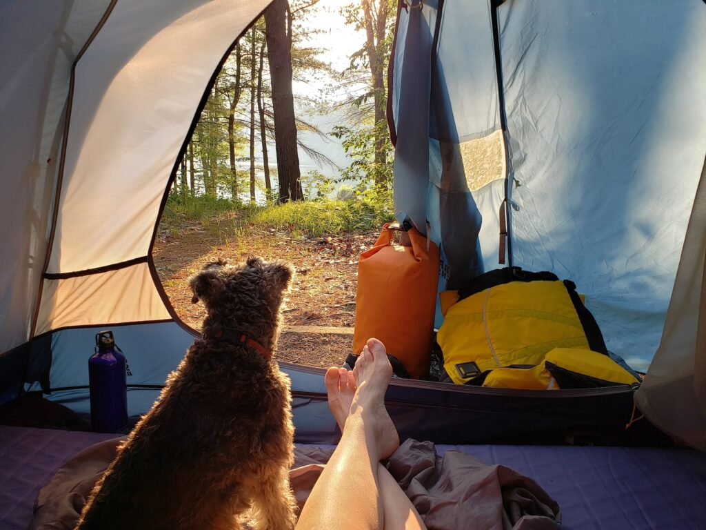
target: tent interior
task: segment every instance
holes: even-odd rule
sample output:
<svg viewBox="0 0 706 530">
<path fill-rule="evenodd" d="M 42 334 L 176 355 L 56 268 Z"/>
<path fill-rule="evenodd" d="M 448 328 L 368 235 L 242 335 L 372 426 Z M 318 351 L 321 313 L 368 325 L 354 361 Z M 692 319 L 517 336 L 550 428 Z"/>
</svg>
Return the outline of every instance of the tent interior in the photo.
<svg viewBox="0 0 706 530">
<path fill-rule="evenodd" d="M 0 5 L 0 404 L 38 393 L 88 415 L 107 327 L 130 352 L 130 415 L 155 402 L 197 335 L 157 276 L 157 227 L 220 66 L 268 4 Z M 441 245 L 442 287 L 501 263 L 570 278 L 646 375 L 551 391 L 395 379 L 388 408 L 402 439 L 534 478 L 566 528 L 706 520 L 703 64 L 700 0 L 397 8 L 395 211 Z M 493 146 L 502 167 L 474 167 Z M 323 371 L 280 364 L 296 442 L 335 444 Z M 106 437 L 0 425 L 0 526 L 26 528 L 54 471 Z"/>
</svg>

* * *

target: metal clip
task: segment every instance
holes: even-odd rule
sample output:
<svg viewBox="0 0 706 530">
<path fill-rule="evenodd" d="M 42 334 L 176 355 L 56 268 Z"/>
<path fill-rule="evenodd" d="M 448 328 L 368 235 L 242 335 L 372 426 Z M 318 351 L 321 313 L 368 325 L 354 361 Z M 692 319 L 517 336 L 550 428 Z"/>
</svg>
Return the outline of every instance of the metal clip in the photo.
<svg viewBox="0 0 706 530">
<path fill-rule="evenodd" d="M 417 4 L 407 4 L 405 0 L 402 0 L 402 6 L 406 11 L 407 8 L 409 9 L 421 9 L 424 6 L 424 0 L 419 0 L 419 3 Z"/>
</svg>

---

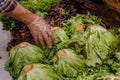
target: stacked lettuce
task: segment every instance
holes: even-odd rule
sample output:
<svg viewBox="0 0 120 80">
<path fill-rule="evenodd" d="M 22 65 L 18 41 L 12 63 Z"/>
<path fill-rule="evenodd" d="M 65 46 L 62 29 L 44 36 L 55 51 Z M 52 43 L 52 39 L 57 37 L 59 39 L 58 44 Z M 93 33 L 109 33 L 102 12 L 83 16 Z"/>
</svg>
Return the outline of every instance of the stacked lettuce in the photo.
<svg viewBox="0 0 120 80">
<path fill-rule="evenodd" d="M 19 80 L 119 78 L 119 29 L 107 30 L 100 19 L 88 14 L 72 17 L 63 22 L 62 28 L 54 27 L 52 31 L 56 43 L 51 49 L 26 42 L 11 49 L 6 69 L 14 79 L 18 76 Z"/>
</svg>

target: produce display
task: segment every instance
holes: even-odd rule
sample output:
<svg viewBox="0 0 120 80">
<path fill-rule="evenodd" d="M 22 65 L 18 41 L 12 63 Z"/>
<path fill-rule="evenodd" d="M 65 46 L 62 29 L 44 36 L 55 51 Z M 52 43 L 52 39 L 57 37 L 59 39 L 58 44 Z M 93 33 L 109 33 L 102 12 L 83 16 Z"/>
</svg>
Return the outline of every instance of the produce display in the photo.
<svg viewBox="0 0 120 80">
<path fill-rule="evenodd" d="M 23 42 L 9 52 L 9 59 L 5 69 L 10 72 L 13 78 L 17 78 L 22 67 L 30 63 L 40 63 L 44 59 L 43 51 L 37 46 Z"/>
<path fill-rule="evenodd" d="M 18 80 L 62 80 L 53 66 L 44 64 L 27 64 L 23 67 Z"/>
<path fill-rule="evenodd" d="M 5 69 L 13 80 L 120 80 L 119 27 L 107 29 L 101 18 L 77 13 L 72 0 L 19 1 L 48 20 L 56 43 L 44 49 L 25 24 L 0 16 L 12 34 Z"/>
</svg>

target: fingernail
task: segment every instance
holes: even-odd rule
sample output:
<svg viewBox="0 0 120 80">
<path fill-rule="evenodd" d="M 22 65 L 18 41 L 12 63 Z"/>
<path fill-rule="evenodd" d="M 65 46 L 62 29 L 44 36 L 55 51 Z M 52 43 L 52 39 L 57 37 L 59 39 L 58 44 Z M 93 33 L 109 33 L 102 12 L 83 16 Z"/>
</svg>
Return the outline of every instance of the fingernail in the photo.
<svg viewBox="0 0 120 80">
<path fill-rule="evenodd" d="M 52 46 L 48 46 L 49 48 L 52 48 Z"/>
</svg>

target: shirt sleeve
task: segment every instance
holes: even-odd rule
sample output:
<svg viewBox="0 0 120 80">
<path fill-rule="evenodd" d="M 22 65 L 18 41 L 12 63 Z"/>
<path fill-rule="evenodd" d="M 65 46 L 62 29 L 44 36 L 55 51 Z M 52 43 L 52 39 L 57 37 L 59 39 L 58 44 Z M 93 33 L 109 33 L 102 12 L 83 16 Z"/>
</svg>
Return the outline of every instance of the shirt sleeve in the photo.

__STATED PROBLEM__
Please report every line of the data above that contains the string "target", copying each one in full.

__COMPLETED TASK__
target: tent interior
target: metal clip
target: stacked lettuce
target: produce display
target: fingernail
target: shirt sleeve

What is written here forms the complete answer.